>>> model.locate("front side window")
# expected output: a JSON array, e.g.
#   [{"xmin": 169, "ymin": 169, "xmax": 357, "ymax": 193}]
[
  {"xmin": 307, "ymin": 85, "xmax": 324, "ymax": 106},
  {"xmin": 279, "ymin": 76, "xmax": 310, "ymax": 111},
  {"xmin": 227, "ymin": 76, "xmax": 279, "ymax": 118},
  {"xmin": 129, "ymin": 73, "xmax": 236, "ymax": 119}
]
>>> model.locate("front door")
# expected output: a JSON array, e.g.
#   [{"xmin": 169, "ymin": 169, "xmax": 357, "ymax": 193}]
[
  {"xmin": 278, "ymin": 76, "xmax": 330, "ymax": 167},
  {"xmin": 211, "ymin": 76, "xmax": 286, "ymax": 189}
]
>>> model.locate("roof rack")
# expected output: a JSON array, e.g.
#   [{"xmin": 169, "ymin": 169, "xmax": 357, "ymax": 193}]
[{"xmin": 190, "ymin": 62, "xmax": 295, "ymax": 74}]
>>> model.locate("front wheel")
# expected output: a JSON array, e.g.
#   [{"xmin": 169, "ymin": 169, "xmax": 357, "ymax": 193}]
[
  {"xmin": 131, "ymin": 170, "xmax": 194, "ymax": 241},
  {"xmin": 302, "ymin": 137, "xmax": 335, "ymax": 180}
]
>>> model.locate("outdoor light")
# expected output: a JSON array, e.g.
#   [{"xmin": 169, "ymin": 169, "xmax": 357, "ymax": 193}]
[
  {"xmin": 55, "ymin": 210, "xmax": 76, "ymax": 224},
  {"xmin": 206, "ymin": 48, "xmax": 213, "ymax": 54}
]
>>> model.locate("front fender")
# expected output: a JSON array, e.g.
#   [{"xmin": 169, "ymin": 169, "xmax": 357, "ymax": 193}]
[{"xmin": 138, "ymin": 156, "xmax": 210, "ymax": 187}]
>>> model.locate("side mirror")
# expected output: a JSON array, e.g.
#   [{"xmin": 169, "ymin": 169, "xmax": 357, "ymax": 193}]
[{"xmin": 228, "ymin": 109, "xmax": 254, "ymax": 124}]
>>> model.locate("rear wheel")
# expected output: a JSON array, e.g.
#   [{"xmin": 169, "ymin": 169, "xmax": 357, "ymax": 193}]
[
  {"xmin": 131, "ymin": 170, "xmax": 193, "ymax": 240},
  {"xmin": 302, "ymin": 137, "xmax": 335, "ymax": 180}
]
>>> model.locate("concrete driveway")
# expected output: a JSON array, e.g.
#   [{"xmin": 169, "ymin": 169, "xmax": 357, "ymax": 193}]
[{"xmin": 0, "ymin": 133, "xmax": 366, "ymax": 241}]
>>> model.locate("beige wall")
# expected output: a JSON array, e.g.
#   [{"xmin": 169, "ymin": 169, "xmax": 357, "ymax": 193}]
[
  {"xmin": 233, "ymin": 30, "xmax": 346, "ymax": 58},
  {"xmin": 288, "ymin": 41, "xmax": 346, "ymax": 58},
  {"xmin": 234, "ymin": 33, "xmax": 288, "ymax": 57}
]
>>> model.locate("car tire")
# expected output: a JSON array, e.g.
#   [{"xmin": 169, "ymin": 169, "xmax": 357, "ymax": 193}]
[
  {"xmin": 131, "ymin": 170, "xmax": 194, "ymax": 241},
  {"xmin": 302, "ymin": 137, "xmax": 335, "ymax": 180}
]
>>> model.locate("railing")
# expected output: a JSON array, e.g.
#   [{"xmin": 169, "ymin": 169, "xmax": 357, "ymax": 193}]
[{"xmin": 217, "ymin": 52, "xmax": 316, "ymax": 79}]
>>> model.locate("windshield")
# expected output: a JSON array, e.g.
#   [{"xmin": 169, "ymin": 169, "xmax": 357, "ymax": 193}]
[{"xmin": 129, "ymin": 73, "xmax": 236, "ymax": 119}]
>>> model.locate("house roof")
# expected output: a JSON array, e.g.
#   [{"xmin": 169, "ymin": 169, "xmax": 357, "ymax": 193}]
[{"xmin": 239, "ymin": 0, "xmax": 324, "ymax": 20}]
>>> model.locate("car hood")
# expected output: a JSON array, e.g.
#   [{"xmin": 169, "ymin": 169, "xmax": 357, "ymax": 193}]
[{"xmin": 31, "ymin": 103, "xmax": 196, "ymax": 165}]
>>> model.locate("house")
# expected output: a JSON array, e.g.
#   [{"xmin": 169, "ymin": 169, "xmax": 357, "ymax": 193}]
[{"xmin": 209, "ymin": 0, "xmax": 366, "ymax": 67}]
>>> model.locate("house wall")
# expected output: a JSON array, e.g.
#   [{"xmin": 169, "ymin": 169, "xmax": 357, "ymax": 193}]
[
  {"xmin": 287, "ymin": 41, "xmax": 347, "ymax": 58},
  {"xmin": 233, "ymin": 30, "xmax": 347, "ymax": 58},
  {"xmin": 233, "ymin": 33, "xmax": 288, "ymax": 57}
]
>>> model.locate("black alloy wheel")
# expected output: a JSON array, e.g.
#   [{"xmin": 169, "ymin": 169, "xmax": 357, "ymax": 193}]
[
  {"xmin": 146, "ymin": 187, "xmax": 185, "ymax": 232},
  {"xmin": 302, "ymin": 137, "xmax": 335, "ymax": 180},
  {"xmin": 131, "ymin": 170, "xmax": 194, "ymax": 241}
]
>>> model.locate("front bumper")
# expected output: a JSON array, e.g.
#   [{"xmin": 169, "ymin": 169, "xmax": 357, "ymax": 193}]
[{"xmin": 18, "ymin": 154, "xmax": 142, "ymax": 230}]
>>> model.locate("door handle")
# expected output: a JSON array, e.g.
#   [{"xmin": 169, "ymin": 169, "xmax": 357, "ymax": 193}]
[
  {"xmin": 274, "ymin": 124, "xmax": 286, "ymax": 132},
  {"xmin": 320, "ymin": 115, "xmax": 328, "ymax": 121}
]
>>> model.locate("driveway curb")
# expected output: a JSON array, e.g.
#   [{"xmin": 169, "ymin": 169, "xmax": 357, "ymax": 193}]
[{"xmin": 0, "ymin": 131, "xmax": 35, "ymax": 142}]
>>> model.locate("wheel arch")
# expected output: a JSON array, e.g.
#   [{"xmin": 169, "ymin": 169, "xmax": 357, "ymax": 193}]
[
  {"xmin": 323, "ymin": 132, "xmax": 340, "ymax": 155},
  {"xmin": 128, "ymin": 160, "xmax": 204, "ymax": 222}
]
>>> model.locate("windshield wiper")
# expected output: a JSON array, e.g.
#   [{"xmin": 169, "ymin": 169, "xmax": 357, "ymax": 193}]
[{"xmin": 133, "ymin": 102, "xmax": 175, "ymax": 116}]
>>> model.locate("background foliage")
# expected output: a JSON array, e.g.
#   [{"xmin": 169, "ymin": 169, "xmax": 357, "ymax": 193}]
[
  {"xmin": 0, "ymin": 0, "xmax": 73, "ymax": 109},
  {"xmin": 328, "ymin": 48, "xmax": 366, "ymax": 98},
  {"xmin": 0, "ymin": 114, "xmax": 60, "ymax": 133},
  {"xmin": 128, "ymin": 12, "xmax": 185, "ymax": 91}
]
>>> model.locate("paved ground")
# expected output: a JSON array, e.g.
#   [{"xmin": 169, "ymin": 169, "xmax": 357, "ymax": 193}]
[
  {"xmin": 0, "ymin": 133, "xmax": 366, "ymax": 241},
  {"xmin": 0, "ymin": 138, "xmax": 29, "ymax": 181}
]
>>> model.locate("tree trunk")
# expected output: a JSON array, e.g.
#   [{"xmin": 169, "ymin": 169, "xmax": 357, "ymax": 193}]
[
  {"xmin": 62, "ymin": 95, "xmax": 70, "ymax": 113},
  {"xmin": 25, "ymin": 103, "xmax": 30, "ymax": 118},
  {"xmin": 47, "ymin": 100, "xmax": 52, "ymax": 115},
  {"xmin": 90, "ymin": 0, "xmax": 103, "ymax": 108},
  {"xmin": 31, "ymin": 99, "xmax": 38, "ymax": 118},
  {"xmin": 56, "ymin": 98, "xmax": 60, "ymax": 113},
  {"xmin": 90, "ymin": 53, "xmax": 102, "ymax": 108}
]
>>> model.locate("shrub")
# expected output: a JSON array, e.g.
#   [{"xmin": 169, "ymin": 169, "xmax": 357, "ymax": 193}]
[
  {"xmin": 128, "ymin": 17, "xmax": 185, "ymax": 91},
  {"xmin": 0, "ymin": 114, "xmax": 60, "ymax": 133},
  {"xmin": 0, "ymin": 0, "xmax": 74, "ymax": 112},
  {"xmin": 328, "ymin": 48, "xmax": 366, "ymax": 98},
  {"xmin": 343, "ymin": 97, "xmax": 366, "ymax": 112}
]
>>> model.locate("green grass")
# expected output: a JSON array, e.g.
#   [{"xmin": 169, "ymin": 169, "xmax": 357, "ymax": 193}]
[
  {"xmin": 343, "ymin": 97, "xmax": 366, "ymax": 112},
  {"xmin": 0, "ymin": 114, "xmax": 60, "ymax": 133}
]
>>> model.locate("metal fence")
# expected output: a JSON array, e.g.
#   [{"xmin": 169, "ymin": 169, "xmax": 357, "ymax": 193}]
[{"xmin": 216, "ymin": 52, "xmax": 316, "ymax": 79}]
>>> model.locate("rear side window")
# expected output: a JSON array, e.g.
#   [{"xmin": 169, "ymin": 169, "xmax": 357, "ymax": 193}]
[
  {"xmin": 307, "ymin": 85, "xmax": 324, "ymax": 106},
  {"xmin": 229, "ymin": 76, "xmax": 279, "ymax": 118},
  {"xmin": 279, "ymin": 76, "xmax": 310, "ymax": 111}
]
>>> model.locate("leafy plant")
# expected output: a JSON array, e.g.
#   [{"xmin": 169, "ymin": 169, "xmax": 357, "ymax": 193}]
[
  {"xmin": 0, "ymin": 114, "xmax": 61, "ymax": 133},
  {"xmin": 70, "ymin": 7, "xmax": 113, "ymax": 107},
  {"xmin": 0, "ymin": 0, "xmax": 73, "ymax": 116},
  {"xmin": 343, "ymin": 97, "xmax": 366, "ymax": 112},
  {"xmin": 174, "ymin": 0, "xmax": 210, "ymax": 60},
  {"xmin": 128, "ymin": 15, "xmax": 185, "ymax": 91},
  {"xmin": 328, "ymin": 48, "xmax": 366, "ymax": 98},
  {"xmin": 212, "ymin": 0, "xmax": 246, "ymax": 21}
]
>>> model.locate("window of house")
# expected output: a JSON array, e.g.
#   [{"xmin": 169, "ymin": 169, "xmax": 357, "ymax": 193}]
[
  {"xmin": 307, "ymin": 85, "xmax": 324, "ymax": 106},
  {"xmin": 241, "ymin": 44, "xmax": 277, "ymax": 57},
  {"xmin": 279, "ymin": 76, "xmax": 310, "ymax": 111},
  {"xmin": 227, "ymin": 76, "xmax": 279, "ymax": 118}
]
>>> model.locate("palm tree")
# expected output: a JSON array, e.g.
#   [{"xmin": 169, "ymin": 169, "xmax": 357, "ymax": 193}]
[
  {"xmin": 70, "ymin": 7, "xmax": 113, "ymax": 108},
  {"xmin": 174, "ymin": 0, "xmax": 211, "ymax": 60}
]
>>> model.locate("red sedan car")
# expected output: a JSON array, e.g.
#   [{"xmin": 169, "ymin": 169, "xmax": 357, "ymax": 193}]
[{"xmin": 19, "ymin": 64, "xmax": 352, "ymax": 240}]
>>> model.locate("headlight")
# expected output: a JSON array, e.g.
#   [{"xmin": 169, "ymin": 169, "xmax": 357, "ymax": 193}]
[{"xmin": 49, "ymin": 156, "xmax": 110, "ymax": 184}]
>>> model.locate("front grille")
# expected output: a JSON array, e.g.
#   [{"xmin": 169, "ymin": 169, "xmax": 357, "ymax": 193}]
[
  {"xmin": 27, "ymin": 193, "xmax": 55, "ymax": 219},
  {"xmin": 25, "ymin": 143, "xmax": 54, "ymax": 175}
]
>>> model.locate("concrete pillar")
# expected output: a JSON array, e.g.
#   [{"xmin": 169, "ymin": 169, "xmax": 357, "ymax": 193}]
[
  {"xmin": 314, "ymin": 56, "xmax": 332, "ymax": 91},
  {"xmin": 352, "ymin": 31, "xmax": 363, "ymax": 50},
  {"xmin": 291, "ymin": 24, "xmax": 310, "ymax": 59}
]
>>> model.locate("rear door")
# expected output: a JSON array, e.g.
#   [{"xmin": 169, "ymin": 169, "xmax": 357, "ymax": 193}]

::::

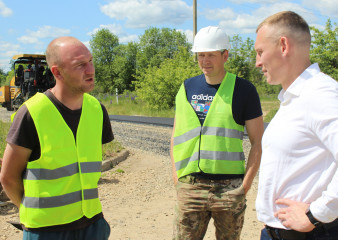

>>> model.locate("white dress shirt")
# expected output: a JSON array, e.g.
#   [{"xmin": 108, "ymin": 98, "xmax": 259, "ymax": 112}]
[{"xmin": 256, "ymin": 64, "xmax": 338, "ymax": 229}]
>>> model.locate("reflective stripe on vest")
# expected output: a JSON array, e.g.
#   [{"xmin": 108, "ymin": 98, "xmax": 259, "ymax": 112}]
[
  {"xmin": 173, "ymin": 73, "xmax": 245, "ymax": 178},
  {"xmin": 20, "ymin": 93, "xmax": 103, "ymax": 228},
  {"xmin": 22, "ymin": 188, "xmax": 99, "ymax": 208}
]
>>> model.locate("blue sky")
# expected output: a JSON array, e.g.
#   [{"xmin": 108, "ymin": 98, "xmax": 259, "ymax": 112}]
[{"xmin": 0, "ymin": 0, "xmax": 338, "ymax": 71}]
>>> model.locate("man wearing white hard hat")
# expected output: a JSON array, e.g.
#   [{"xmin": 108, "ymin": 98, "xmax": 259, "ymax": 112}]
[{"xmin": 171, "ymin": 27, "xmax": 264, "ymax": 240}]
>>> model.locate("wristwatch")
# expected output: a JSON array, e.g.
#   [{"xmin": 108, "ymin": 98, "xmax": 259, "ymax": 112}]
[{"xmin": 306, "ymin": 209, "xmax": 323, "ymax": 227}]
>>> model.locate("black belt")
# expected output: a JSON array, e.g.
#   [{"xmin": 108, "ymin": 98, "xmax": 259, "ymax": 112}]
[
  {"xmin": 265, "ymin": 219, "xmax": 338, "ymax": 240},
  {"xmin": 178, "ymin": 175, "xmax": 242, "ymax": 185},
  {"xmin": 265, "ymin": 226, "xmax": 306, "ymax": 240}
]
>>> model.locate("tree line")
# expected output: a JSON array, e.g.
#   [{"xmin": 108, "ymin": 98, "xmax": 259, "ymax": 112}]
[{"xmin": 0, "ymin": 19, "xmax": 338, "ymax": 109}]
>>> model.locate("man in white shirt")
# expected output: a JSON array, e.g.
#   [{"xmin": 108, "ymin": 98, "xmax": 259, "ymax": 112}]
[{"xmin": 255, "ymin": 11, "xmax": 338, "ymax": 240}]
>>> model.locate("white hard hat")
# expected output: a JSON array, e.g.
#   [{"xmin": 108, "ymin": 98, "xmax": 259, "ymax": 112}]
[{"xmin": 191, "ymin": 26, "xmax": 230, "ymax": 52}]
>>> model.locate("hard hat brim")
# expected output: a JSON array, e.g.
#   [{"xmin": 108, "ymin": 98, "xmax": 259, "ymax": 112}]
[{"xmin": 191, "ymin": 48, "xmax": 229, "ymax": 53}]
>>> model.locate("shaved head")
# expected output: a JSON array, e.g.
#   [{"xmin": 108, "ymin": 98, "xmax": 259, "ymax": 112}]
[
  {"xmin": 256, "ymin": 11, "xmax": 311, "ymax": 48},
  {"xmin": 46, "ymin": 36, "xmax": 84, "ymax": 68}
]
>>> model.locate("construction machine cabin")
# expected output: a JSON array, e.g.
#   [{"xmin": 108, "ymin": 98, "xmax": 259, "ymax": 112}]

::::

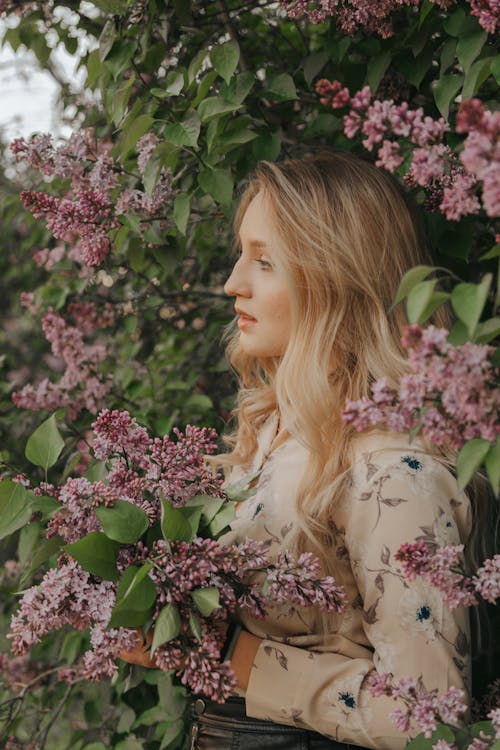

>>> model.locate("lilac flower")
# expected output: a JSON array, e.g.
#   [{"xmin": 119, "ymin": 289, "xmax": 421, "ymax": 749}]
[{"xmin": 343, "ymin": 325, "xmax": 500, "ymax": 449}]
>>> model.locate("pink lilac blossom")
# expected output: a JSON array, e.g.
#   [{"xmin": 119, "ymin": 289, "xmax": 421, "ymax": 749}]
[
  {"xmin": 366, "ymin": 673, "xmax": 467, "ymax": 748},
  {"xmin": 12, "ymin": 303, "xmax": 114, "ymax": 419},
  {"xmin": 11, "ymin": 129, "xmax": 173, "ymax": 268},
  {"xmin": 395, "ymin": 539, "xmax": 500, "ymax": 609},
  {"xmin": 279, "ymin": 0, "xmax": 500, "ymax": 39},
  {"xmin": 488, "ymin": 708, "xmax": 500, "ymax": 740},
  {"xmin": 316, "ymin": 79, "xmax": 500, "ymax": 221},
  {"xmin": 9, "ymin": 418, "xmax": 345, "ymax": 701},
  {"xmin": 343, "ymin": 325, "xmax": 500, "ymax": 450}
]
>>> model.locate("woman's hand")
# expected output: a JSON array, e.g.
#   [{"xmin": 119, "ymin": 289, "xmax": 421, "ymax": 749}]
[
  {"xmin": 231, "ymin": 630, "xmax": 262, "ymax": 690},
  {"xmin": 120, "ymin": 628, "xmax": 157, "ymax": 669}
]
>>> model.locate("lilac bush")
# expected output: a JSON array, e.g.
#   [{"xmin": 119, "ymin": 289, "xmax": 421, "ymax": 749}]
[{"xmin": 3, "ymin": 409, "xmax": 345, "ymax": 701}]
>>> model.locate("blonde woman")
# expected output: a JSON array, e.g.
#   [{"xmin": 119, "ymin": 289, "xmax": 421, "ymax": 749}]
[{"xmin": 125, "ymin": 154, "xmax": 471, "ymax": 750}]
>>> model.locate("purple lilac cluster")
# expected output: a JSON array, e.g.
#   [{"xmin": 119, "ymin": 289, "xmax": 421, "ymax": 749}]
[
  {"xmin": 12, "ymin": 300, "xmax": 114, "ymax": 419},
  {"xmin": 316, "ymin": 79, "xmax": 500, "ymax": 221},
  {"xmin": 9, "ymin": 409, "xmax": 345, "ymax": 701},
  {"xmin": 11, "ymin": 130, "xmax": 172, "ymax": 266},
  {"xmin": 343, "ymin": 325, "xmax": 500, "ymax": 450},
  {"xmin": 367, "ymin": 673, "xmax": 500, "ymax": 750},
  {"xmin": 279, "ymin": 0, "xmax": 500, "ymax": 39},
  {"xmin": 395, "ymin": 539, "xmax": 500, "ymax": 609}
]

::::

List every line of the material above that contains the word "woman", copying each such line in full.

Response below —
>>> model.locate("woman's hand")
>>> model.locate("blonde woman")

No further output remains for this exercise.